(Dataset entries on object locations)
_ _ _ _ _ _ _
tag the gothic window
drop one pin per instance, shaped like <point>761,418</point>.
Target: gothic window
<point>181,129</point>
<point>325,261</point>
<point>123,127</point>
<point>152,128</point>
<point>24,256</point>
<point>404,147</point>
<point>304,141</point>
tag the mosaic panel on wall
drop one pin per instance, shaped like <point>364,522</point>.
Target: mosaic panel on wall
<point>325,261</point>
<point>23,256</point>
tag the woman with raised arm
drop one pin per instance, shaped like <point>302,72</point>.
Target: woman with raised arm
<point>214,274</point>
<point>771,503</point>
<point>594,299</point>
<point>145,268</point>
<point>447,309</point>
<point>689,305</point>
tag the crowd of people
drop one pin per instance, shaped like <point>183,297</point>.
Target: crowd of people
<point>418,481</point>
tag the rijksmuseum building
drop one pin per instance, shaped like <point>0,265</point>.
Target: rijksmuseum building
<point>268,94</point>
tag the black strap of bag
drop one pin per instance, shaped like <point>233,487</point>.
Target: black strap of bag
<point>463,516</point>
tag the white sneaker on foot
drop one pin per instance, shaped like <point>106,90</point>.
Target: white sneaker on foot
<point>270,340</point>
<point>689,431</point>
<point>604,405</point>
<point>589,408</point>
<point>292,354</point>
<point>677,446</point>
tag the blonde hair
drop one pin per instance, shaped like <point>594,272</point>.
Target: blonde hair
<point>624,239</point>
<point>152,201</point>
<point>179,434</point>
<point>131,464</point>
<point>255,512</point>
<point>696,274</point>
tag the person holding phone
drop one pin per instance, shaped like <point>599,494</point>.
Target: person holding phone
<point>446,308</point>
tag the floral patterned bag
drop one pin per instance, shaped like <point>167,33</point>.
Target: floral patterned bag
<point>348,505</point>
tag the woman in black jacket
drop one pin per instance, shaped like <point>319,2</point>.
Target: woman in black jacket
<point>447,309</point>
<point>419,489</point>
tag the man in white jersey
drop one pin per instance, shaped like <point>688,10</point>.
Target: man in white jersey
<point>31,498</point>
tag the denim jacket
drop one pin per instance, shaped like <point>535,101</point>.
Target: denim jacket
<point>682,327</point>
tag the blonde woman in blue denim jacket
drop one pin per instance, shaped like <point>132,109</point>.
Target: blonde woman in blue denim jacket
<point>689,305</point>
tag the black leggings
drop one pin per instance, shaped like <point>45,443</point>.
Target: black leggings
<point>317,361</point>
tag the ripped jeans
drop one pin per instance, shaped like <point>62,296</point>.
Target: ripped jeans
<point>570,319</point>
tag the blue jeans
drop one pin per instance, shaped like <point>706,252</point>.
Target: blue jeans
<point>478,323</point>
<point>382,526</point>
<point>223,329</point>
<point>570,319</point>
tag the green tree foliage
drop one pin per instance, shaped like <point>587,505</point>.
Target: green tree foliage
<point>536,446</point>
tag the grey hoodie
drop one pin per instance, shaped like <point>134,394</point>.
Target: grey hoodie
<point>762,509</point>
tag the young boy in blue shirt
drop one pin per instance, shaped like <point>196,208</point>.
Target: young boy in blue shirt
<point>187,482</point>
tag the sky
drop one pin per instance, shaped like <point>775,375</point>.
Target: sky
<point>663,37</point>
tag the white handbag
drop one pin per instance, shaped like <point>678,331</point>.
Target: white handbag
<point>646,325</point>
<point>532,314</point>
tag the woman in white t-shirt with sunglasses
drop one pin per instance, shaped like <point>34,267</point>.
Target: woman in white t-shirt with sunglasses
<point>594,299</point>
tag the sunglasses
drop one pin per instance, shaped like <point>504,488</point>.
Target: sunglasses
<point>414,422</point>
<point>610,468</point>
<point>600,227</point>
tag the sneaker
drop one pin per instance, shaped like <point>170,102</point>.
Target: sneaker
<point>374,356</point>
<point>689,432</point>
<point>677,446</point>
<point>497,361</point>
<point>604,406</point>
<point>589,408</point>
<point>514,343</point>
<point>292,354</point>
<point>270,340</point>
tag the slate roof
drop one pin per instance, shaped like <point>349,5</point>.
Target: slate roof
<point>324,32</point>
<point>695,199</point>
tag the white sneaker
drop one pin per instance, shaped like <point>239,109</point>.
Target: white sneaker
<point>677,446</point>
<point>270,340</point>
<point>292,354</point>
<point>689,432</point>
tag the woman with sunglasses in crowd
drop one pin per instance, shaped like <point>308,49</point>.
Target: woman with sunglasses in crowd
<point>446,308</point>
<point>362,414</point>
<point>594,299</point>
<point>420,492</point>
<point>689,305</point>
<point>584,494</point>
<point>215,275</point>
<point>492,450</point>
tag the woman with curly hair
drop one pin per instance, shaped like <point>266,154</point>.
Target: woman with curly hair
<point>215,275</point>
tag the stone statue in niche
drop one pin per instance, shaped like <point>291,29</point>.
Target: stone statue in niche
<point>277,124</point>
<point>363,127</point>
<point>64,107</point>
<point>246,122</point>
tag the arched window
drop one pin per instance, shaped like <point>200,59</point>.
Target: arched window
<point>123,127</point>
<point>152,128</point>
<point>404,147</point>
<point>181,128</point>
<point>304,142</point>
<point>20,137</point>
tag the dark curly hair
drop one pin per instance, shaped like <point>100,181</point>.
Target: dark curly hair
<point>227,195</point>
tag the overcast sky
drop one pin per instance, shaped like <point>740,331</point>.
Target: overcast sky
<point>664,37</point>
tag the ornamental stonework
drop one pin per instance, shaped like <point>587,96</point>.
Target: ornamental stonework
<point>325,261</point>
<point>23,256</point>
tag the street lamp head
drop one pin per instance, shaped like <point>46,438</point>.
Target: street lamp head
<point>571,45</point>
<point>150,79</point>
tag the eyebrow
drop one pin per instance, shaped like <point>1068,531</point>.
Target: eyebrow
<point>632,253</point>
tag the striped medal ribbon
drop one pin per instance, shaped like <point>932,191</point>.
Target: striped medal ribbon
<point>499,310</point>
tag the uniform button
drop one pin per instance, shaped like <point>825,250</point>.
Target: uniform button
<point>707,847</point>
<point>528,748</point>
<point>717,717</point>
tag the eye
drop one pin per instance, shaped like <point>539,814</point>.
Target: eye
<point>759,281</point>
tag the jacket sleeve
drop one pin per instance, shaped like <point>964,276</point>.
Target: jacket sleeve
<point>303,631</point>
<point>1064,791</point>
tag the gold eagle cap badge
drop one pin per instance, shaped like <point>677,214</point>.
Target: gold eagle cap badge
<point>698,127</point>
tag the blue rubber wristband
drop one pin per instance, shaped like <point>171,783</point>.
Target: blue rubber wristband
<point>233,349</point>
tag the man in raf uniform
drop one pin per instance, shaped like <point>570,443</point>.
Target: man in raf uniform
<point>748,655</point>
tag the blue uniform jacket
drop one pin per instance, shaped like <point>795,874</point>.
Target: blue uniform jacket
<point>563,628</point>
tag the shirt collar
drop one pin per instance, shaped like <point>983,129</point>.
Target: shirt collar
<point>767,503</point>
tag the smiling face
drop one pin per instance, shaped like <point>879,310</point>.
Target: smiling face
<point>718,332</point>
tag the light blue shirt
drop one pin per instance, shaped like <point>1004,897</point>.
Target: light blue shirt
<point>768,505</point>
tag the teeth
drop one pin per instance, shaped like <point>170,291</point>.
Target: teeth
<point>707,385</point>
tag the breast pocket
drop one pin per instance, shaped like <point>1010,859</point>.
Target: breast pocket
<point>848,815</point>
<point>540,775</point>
_ _ _ _ _ _ _
[Your instructions]: Please rewrite all the entries above, replacing "Target" with "Object" and keeping everything else the same.

[Task solution]:
tag the gothic window
drop one pin per instance, shaped like <point>761,418</point>.
Object: gothic window
<point>181,129</point>
<point>325,261</point>
<point>123,127</point>
<point>152,128</point>
<point>24,256</point>
<point>404,147</point>
<point>304,141</point>
tag the mosaic panel on wall
drop one pin per instance, shaped like <point>364,522</point>.
Object: mosaic panel on wall
<point>325,261</point>
<point>23,256</point>
tag the woman with raised arm
drop one pin per instance, shaped like <point>302,72</point>.
Object: woman with raised arm
<point>214,274</point>
<point>771,503</point>
<point>594,299</point>
<point>145,268</point>
<point>447,309</point>
<point>689,305</point>
tag the crowd of people
drop one pin per instance, shaped like <point>183,297</point>.
Object: crowd of people
<point>418,481</point>
tag the rijksmuseum building
drop one pin per instance, shaped like <point>0,265</point>.
Object: rijksmuseum building
<point>268,94</point>
tag the black strap of bag
drop one pin per instance, shaped like <point>233,487</point>.
Object: black strap of bag
<point>463,516</point>
tag the white sneaker on foot
drop one pin per instance, shaped like <point>106,90</point>.
Object: white sneaker on foot
<point>270,340</point>
<point>689,431</point>
<point>604,405</point>
<point>589,408</point>
<point>292,354</point>
<point>677,446</point>
tag the blonde hair
drop one pin per instance, shaped like <point>594,272</point>.
Object: blonde hair
<point>624,239</point>
<point>152,201</point>
<point>179,434</point>
<point>131,464</point>
<point>255,512</point>
<point>696,274</point>
tag the person holding phone
drop one pin per instance, shaped like <point>599,494</point>.
Object: person holding phone
<point>446,308</point>
tag the floral patterned bag
drop one pin per instance, shaped like <point>167,33</point>.
Object: floral patterned bag
<point>348,505</point>
tag the woman in black jacket
drop one pin per instance, shaped like <point>319,2</point>.
Object: woman in black jacket
<point>447,309</point>
<point>419,489</point>
tag the man in white jersey
drop one pin per instance, shaped like <point>688,10</point>.
Object: man in white jersey
<point>31,498</point>
tag the denim jacket
drop one pin per instance, shaped like <point>535,101</point>.
Object: denim jacket
<point>682,327</point>
tag the blonde woman in blue denim jacket
drop one pin per instance, shaped like <point>132,109</point>.
Object: blonde woman in blue denim jacket
<point>689,305</point>
tag the black leggings
drop one pin per instance, shaped like <point>45,443</point>.
Object: black leggings
<point>317,361</point>
tag the ripped jeans
drop one pin per instance, shaped like <point>62,296</point>.
Object: ripped jeans
<point>570,319</point>
tag the blue jeans
drop one pin per instance, shaped like <point>706,252</point>.
Object: blue jeans
<point>478,323</point>
<point>382,526</point>
<point>223,329</point>
<point>570,319</point>
tag the green tree foliage
drop one pin per instance, shaped like <point>587,505</point>.
Object: green tree foliage
<point>536,446</point>
tag the grey hoodie
drop one pin per instance, shaped like <point>134,394</point>.
Object: grey hoodie
<point>762,509</point>
tag the young boy in blue shirt
drop one pin per instance, shaped like <point>196,208</point>.
Object: young boy in blue shirt
<point>187,482</point>
tag the sky
drop one pin per instance, shaped like <point>775,375</point>.
Object: sky
<point>663,37</point>
tag the white handbag
drop one pin per instance, shaped like <point>678,331</point>.
Object: white handbag
<point>646,325</point>
<point>532,314</point>
tag the woman in white t-shirt with sunglasses
drop one pin per instance, shaped like <point>34,267</point>.
Object: woman in white t-shirt with sunglasses
<point>594,299</point>
tag the sunglasses
drop one pin per instance, shaped like <point>504,488</point>.
Object: sunglasses
<point>414,422</point>
<point>610,468</point>
<point>600,227</point>
tag the sneaker
drop one pin per instance, shaped like <point>170,102</point>.
Object: sneaker
<point>374,356</point>
<point>689,432</point>
<point>677,446</point>
<point>497,361</point>
<point>604,406</point>
<point>589,408</point>
<point>514,343</point>
<point>292,354</point>
<point>270,340</point>
tag the slate roof
drop one pin per instance, shaped like <point>349,5</point>.
Object: slate roof
<point>324,32</point>
<point>695,199</point>
tag the white sneaker
drop one pin per instance, shaped like <point>239,109</point>.
Object: white sneaker
<point>677,446</point>
<point>270,340</point>
<point>292,354</point>
<point>689,432</point>
tag the woman with sunglasses in crowd
drop one pin per instance, shaped like <point>308,49</point>.
Object: woman with sunglasses in crowd
<point>446,308</point>
<point>362,414</point>
<point>594,299</point>
<point>420,492</point>
<point>689,305</point>
<point>584,494</point>
<point>215,275</point>
<point>492,450</point>
tag the woman with curly hair
drop one pin per instance, shaped like <point>266,154</point>.
Object: woman with curly hair
<point>215,275</point>
tag the stone statue in niche
drop one pin per instance, shaped like <point>291,29</point>.
Object: stone statue in niche
<point>277,124</point>
<point>363,127</point>
<point>64,107</point>
<point>246,122</point>
tag the arched window
drop one pin per instance, shaped like <point>200,59</point>.
Object: arched window
<point>123,127</point>
<point>152,128</point>
<point>404,147</point>
<point>181,128</point>
<point>304,142</point>
<point>20,137</point>
tag the dark curly hair
drop one pin per instance, shaped like <point>100,181</point>.
Object: dark curly hair
<point>227,195</point>
tag the overcast sky
drop one pin per instance, shaped like <point>740,331</point>.
Object: overcast sky
<point>664,37</point>
tag the ornamental stonework
drop one pin per instance, shaped like <point>587,96</point>.
Object: ornamental stonework
<point>325,261</point>
<point>23,256</point>
tag the street lamp head
drop one pin per instance, shaped like <point>46,438</point>.
Object: street lamp head
<point>571,45</point>
<point>150,79</point>
tag the eyebrow
drop one pin per instance, shaped like <point>1068,531</point>.
Object: eyebrow
<point>632,253</point>
tag the striped medal ribbon
drop one pin per instance, shaped like <point>932,191</point>.
Object: striped medal ribbon
<point>499,310</point>
tag the uniform button
drop one pin per instance, shaped like <point>825,250</point>.
Object: uniform button
<point>707,847</point>
<point>528,748</point>
<point>717,717</point>
tag the eye
drop one pin per instance, shaped like <point>539,814</point>.
Object: eye
<point>759,281</point>
tag the jacket sleeve
drop one pin per instance, shaped like <point>964,276</point>.
Object: jacket sleeve
<point>303,631</point>
<point>1064,791</point>
tag the gold eagle cap badge
drop one pin per instance, shaped like <point>677,214</point>.
Object: gold eagle cap badge
<point>698,127</point>
tag the blue rubber wristband
drop one pin per instance, shaped like <point>171,783</point>.
Object: blue rubber wristband
<point>233,349</point>
tag the man in raf uniform
drop one pin per instance, shaped like <point>570,443</point>.
Object: man in raf uniform
<point>748,655</point>
tag the blue uniform jacket
drop one pin per instance, shaped like <point>795,874</point>.
Object: blue uniform jacket
<point>563,628</point>
tag the shirt collar
drop one pin per instance, shaped like <point>983,129</point>.
Object: shirt collar
<point>767,503</point>
tag the smiling face
drop one pin per instance, shaped like <point>879,310</point>.
Object: smiling face
<point>718,332</point>
tag the light blue shirt
drop one pin per instance, shaped like <point>1004,897</point>.
Object: light blue shirt
<point>768,505</point>
tag the teeth
drop one pin per instance, shaped like <point>170,291</point>.
Object: teeth
<point>707,385</point>
tag the breast pocket
drop one pin per instance, shaped like <point>1010,859</point>.
Object: breast pocket
<point>848,815</point>
<point>540,775</point>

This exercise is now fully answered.